- **What the exercise asks**: Retype the whole listing verbatim and keep the pictures out of it.

- **Dataset**:
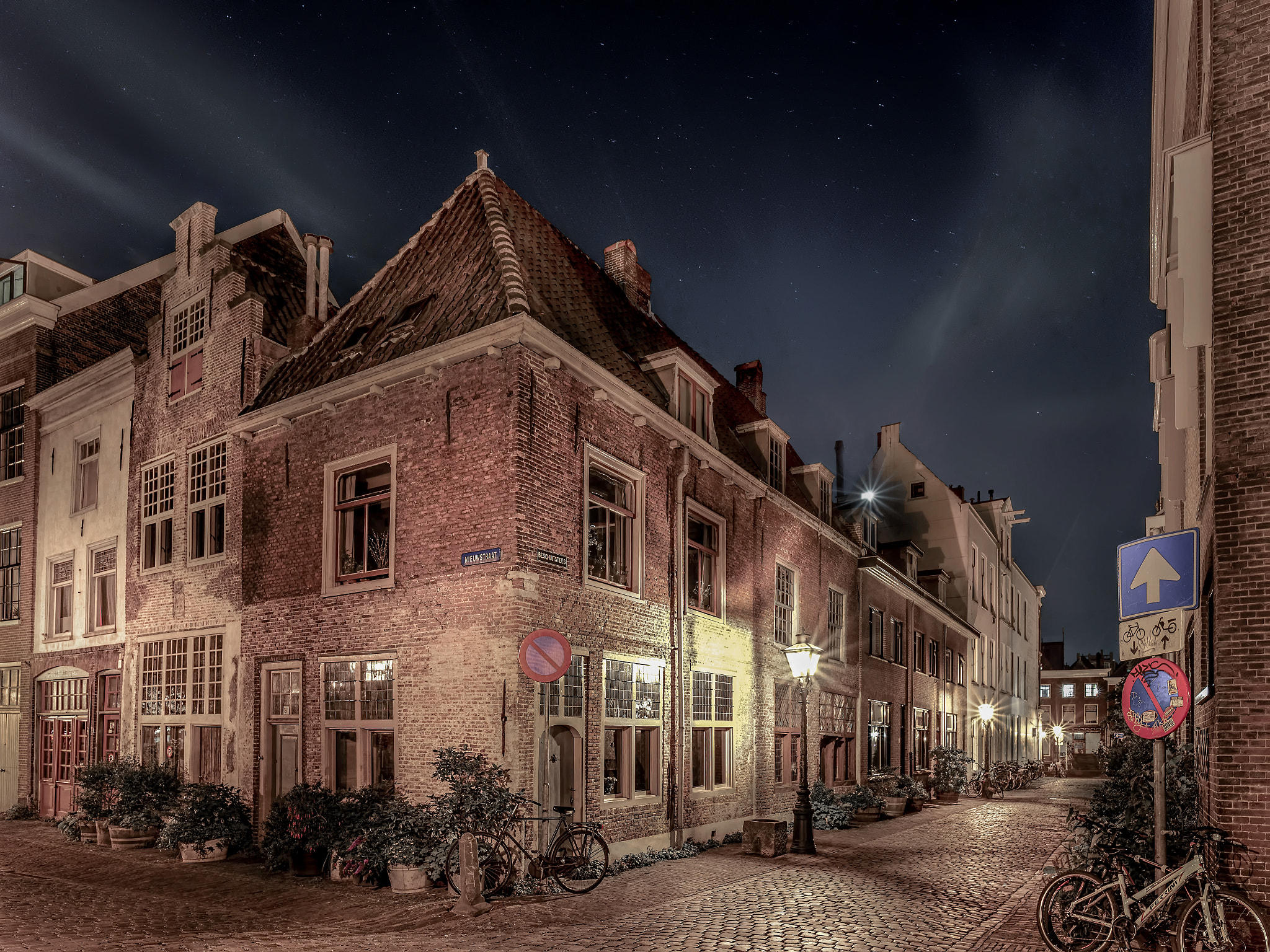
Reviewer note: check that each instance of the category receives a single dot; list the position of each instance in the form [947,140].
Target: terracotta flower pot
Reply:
[128,838]
[216,852]
[408,879]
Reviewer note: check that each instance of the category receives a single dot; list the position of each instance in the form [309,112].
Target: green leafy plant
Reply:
[304,819]
[208,813]
[950,763]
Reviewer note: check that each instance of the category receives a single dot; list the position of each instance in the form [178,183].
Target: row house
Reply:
[961,551]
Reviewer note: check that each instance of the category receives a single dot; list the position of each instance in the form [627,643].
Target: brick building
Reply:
[1209,255]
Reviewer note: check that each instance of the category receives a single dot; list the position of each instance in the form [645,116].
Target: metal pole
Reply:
[1160,805]
[804,838]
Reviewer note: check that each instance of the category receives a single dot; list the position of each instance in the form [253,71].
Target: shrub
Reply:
[949,774]
[208,813]
[304,818]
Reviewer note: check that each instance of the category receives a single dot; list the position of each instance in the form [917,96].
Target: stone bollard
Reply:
[470,901]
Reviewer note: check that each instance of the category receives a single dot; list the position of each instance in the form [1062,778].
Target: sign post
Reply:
[1155,702]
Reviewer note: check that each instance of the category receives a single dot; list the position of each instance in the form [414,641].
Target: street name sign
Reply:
[1152,633]
[1158,573]
[1156,699]
[545,655]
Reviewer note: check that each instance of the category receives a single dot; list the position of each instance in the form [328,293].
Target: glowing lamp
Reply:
[803,658]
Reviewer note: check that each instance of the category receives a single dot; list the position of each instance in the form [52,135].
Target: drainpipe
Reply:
[677,728]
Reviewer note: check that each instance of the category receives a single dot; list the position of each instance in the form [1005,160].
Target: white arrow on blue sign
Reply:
[1158,573]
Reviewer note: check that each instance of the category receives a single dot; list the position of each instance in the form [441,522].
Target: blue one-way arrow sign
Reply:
[1158,573]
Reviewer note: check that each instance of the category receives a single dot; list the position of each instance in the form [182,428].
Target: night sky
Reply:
[934,214]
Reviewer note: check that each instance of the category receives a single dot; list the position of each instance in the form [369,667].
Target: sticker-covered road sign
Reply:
[1157,574]
[1156,699]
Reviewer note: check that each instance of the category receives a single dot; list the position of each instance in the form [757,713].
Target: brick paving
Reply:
[954,879]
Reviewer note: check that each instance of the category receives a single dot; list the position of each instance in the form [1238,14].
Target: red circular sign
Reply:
[545,655]
[1156,699]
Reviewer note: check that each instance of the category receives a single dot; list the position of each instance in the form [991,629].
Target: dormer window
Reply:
[694,407]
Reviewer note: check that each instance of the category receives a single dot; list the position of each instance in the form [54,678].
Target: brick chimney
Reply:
[623,266]
[750,381]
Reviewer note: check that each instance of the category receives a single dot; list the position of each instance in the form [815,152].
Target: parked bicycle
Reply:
[1088,912]
[577,856]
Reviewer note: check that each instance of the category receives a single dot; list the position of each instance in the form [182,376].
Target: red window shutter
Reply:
[178,379]
[195,369]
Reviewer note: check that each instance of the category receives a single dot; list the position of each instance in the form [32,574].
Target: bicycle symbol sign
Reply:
[1156,699]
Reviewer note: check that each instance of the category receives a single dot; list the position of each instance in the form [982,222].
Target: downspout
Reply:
[677,728]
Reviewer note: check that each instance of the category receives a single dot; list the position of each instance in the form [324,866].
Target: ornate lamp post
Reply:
[803,658]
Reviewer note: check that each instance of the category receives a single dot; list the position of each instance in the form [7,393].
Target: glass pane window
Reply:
[610,527]
[12,426]
[703,565]
[86,474]
[363,514]
[104,591]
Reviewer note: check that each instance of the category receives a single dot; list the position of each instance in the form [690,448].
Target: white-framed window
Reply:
[360,522]
[776,464]
[208,477]
[358,721]
[103,588]
[87,454]
[706,571]
[785,604]
[182,695]
[614,513]
[13,413]
[633,729]
[186,364]
[61,596]
[788,729]
[711,730]
[836,616]
[695,407]
[11,573]
[158,500]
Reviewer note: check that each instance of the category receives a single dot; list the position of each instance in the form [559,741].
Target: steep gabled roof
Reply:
[486,255]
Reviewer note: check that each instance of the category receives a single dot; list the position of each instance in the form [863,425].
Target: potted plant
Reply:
[145,792]
[300,828]
[211,822]
[95,800]
[949,772]
[886,785]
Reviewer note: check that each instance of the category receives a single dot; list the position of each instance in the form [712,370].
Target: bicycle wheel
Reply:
[579,860]
[1071,918]
[1237,926]
[495,863]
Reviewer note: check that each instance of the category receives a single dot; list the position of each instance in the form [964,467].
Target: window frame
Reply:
[615,467]
[699,513]
[332,471]
[628,729]
[161,514]
[208,505]
[363,728]
[94,439]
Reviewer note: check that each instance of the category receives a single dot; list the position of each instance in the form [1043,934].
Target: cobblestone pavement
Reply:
[954,879]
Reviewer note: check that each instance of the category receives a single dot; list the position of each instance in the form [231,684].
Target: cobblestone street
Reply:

- **Task result**:
Reviewer note: check that each instance of the category receives a single dot; list the position of each instance in the form [947,140].
Target: terracotta flower pot
Reply:
[128,838]
[216,852]
[408,879]
Reviewer note: check that each instance of the category receives a single dot; list the position of each instance in the form [309,112].
Target: green leafy plant
Reply:
[304,819]
[208,813]
[950,763]
Reviewer note: check that each instance of the category receives a single dot; list the position of each instance in the form [178,183].
Target: row house
Reply:
[961,551]
Reviewer note: check that each instance of the category receives a single dot; list the position of each instance in the form [627,643].
Target: brick building
Reply:
[1209,255]
Reviewer note: check that each instance of the category receives a single dot; list the position of each instance in the form [645,116].
Target: metal pole
Reply:
[1160,805]
[804,838]
Reviewer note: check that each instance of the category receives a single dot; list the position of each instance in the form [253,71].
Target: shrub
Reply:
[949,774]
[208,813]
[304,818]
Reviewer note: check that each instance of the category receives a single dot; list the position of each instance in the form [917,96].
Target: stone bollard
Reply:
[470,901]
Reviewer note: check that each instance of the category receives a single dot; list the position of each instance in the form [1062,778].
Target: sign post
Reply:
[1155,702]
Reviewer note: check that each instance of the category receives a single dot; list the position of each instance in the form [414,641].
Target: street name sign
Reply:
[1152,633]
[1158,573]
[1156,699]
[545,655]
Reviewer note: check that each instance of the category receives a single dot; list the position of each instance in the form [328,293].
Target: glowing lamp
Reply:
[803,658]
Reviewer note: check that each instance of the category receives a single dot; list the position of each instance in the form [52,135].
Target: drainpipe
Reply:
[677,728]
Reviewer note: check that each instance of the category receives a single dot; list the position of each instance in the form [1005,160].
Target: white arrow on blue sign
Reply:
[1158,573]
Reviewer note: check that each instance of the category receives a single dot; list the position of each instance in the form [441,522].
Target: blue one-way arrow sign
Reply:
[1158,573]
Reviewer note: check that each instance of the category receives a single dot; list the position of each instance in the form [182,428].
Target: night sky
Reply:
[934,214]
Reviewer note: check that each instance of the category receives a single dot; list the position of each instance in the form [369,667].
Target: sticker-covered road sign
Reply:
[1157,574]
[1156,699]
Reviewer note: check that each instance of the category receives a single dot; list the position of each instance in the form [757,713].
Target: brick paving
Reply:
[954,879]
Reviewer note: check that each instance of the category receives a single dot; list the position of each instance in the form [1238,14].
Target: red circular sign
Reply:
[545,655]
[1156,699]
Reviewer note: check that each instance of the category receives a single dot; list the position of each instance in the form [991,629].
Target: dormer window
Reply:
[694,407]
Reviewer note: check that each instance of the category receives a single dot; list the position of each instance in the form [54,678].
Target: brick chimney
Reply:
[623,266]
[750,381]
Reviewer note: check that each instance of the category receives a single dot; list the position of each instance in the form [815,152].
Target: parked bicycle
Reply:
[1088,912]
[577,856]
Reviewer note: check that each instance of the category receives a single dot; list the position of each instance in the form [182,376].
Target: red window shutter
Reply:
[178,379]
[195,369]
Reviewer note: check that each instance of the category receives a single dot; list the position of each instance in the form [32,574].
Target: bicycle symbol sign
Reply:
[1156,699]
Reviewer note: check that each instance of the category receives a single dot; list the position of each instance in the form [982,222].
Target: downspout
Reply:
[677,728]
Reviewer note: check that each instance of the category receives a single dot; list the position of each instance in the form [324,866].
Target: ornate lamp post
Reply:
[803,658]
Reviewer note: check that each instance of the category receives a single dot; list the position of each instance in the form [7,393].
Target: glass pane window
Reply:
[610,527]
[12,426]
[703,565]
[86,474]
[363,514]
[104,591]
Reviewer note: check that each instance of the category receives a single dot; list the position of each instance in the form [690,448].
Target: white-framed window
Reply:
[360,522]
[776,464]
[208,477]
[358,721]
[103,588]
[87,454]
[706,571]
[785,604]
[182,695]
[614,513]
[13,413]
[633,729]
[186,364]
[61,596]
[788,729]
[711,730]
[836,616]
[695,407]
[11,573]
[158,500]
Reviewer note: check that each instance of the category receives a single dot; list the position of each instance in the form [559,741].
Target: steep gabled roof
Reply:
[486,255]
Reviewer note: check that each instance of the category receives a single dot; list the position of each instance in the form [863,425].
Target: potted plant
Reply:
[145,792]
[300,828]
[211,822]
[95,800]
[949,772]
[886,785]
Reviewer note: check that each instance of the category receives a single dot; list the position of each instance in the form [712,370].
Target: bicycle wheel
Reply:
[579,860]
[1071,918]
[1237,926]
[495,863]
Reviewer note: check that each instance of the category receives a single dot; list the position of each instance in the form [964,467].
Target: window frame
Reply:
[615,467]
[699,513]
[332,471]
[628,729]
[161,514]
[208,505]
[363,728]
[94,439]
Reviewer note: check that each instance of the category receives a single dot; list the position of each instance in the form [1043,934].
Target: cobblestone pavement
Reply:
[954,879]
Reviewer note: check that each instance of the category receives a single dot; list the position of each instance in the form [231,684].
Target: cobblestone street
Reply:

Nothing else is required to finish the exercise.